PROVIDED RECORDS

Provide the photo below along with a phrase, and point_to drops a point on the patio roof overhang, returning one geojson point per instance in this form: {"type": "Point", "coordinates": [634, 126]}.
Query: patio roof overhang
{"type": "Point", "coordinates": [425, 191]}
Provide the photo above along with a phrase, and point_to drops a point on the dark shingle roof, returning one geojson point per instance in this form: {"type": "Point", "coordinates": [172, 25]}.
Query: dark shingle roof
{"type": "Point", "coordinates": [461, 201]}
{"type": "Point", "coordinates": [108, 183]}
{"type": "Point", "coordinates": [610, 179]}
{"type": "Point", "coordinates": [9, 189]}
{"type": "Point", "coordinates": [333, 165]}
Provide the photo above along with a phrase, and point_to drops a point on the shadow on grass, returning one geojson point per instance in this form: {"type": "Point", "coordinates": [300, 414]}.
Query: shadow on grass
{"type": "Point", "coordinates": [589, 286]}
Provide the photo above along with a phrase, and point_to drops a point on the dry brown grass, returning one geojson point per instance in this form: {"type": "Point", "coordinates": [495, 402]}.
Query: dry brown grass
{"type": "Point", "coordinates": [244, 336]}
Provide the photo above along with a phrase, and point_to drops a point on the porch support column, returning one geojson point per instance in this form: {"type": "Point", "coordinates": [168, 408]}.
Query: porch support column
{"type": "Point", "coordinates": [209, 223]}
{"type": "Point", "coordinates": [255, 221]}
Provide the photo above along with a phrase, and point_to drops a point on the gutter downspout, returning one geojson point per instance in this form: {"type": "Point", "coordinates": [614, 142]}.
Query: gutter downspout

TASK DESCRIPTION
Would you set down exactly the lines from the line with "Query: shadow on grass" through the last one in the material?

WRITTEN SOLUTION
Query: shadow on grass
{"type": "Point", "coordinates": [589, 286]}
Provide the photo above along with a phrase, and point_to drops a point on the dry brown grass, returning one geojson point per instance in this form: {"type": "Point", "coordinates": [495, 402]}.
Query: dry brown grass
{"type": "Point", "coordinates": [244, 336]}
Provide the photo above along with a phrase, and point_to drops a point on the porch support column, returning one geojson point per instance in this form: {"type": "Point", "coordinates": [168, 408]}.
Query: porch support column
{"type": "Point", "coordinates": [209, 223]}
{"type": "Point", "coordinates": [255, 221]}
Provide the photo above along with a phrase, and point_to drops a point on the gutter downspout, returning one geojson point per instance in this form: {"type": "Point", "coordinates": [614, 142]}.
Query: gutter downspout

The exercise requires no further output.